## PASSAGE FOR REVIEW

The UK has woken up to stricter measures on Tuesday 24 March to help prevent the spread of coronavirus, including a ban on gatherings of more than two people.
As per the new rules, people should leave home only to exercise once a day, travel to and from work where “absolutely necessary,” shop for essential items and to fulfil any medical or care needs.
Instead of travelling to offices, many people are working from home for the first time to help prevent the spread of coronavirus. Although an increasing number of employers are ditching the traditional office nine-to-five in favour of flexible working, some are still hesitant to allow staff to work from home.
Staying at home, self-isolating and social distancing is crucial to keep safe and stop the spread of Covid-19. And yet many workers – even those with underlying health concerns or vulnerable family members – are still struggling to get permission to work remotely.
“Going remote doesn’t mean everything’s about to change,” says Paul Pellman, CEO of Kazoo, an employee experience platform. “At the heart of it, your work is still your work, and your relationship with your manager and colleagues is still based on trust, communication, and a shared commitment to success.

## DIRECTIONS
Carry on the article on remote work during the UK lockdown from its last sentence. The data has nothing to do with the article on remote work during the UK lockdown.

## DATA PROVIDED
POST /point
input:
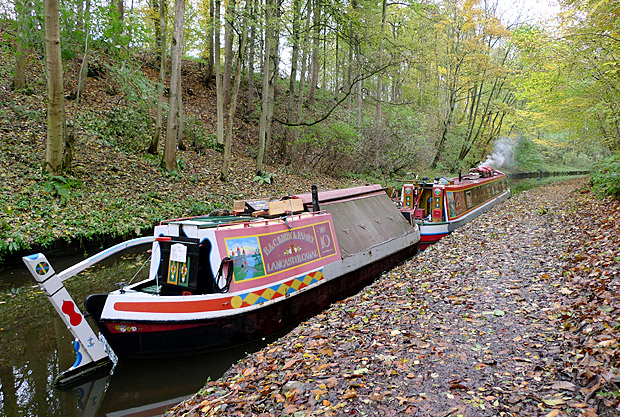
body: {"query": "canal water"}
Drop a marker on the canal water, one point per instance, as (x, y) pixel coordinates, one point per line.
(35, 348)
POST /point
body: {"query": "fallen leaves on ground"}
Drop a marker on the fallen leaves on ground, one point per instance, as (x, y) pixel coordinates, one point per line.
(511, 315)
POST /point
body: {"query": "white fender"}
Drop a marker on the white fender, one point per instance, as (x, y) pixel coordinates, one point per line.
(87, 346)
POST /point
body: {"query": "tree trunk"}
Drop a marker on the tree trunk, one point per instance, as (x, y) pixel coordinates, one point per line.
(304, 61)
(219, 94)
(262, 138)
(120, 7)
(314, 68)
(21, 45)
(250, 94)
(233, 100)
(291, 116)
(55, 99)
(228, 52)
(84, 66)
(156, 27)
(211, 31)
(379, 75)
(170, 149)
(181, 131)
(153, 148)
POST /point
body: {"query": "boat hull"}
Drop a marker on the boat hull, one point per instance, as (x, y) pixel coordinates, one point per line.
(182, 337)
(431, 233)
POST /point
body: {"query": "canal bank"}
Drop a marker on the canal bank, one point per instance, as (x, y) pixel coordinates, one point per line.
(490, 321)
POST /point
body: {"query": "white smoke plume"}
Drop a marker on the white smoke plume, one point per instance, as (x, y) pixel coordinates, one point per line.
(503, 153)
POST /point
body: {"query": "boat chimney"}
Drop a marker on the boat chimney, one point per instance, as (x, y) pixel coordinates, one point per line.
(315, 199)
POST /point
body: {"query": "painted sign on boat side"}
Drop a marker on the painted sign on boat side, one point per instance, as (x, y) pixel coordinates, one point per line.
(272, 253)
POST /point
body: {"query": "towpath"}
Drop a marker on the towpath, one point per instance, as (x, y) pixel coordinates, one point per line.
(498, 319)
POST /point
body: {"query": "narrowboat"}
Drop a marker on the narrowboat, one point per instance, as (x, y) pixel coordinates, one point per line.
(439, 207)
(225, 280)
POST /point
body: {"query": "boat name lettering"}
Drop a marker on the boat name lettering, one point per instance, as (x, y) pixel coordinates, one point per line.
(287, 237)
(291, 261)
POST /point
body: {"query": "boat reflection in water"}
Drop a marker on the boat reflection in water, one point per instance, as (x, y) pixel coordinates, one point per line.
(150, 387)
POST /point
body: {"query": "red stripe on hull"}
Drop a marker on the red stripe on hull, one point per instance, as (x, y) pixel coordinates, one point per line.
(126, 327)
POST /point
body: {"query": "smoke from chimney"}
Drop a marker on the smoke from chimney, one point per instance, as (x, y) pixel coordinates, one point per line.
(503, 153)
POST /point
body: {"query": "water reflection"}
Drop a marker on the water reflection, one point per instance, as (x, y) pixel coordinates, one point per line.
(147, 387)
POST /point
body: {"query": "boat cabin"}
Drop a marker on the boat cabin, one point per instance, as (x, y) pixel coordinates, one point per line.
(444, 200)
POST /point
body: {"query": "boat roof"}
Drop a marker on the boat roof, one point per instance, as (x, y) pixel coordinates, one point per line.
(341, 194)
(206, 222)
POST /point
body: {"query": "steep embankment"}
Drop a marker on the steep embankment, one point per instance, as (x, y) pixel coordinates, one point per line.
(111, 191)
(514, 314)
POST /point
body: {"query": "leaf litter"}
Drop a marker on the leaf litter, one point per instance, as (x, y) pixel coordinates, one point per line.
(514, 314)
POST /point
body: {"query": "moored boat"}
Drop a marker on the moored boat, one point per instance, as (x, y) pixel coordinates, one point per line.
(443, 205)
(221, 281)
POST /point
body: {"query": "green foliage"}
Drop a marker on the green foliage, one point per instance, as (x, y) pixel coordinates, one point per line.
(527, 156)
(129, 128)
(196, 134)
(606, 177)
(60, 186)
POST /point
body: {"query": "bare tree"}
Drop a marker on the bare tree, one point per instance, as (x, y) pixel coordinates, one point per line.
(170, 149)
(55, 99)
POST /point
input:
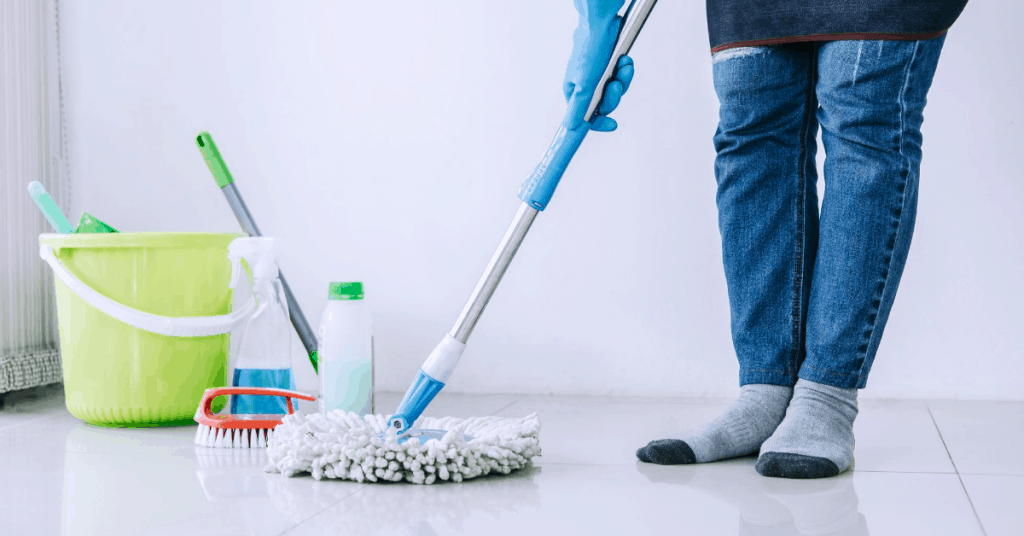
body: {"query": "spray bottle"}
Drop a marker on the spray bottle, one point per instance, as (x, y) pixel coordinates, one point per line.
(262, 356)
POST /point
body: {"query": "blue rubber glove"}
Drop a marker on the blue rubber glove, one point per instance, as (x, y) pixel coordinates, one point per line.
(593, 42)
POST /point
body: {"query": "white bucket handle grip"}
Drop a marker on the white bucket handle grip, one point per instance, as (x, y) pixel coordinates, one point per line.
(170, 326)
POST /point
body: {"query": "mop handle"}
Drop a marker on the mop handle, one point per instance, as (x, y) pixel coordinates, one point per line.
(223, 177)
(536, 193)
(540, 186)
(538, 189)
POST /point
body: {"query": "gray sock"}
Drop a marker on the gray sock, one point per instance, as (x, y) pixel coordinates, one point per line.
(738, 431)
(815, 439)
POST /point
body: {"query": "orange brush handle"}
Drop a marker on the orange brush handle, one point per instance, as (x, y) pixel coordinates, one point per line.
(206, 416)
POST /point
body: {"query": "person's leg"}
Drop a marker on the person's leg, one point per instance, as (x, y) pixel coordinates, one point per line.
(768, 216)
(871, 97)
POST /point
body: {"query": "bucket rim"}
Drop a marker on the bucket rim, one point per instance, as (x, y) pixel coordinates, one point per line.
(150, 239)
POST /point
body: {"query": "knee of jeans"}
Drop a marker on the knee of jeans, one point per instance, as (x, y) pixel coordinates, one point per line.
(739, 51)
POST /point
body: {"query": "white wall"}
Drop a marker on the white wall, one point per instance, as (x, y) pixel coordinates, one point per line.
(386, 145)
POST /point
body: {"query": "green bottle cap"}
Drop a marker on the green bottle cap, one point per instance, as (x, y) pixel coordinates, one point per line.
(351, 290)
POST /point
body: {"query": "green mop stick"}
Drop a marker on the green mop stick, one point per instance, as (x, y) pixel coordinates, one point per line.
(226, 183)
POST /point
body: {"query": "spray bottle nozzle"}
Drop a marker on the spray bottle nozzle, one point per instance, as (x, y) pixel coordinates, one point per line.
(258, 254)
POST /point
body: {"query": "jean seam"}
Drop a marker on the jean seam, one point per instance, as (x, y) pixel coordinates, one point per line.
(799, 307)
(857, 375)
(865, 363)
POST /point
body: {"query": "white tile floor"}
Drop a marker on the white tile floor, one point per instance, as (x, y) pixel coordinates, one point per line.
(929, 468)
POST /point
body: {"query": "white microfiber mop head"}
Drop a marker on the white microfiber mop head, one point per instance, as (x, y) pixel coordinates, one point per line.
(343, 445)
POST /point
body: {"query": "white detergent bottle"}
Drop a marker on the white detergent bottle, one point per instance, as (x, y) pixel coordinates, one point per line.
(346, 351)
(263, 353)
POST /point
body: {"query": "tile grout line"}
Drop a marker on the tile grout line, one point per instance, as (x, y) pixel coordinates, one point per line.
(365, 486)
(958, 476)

## ANSWER SPACE
“It’s important that employees already have lines of communication and trust established before urgent situations arise like the current Covid-19 pandemic. Regular one-on-one meetings should provide an open, honest atmosphere for these conversations to take place. This frequent two-way dialogue is key to empowering employees to have conversations with their managers to get the results they desire.”
First, it can help to make a plan with colleagues about how you can work from home. Depending on your work, you might want to outline what you can get done and highlight that you are able to get things done even when you are out of the office. You can suggest using certain apps or software so your manager can see what you are working on, such as Trello.
It’s important to suggest ways in which you can keep in touch remotely. If email is too slow, instant messaging platforms such as Slack can be helpful.
Pointing out that employees are likely to be more productive when working from home is also useful. If workers are worried about their health when commuting or working in an office, it is probable that they aren’t getting much done. Instead, allowing people to telecommute and stay safe is far more likely to boost trust, motivation and productivity during this challenging time.
Being at home may also be a better place to work in general, too. According to a 2017 Stanford study, remote employees had a 13% improvement in performance, in part because they were more likely to work the full workday and because it was easier to concentrate.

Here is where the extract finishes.